▸ Point labeling examples:
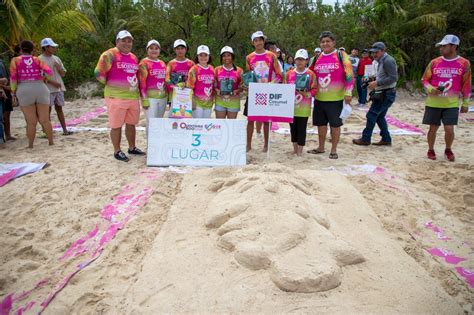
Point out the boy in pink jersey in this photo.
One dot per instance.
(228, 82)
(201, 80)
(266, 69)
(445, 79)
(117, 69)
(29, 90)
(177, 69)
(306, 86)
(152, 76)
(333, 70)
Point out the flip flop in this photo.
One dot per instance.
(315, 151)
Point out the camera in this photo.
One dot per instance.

---

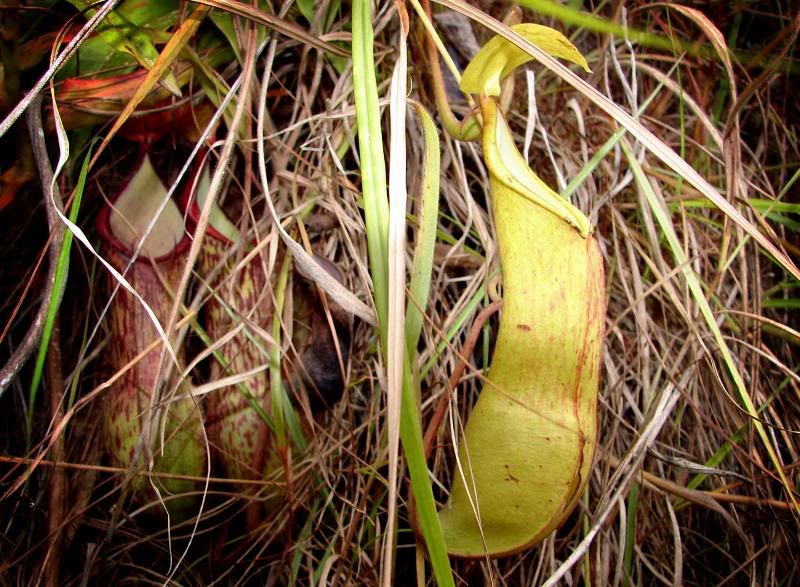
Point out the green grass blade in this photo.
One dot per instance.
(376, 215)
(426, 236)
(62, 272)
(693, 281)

▸ EXERCISE OBJECTIVE: Please collect every line of the items above that contains the word "photo", treating uppercase and lowercase as different.

▸ OUTPUT BELOW:
Point out the boy in pink jersey in this photo.
Point out the flip flop in this photo.
Point out the camera in this photo.
Point out the green grass blade in this photo.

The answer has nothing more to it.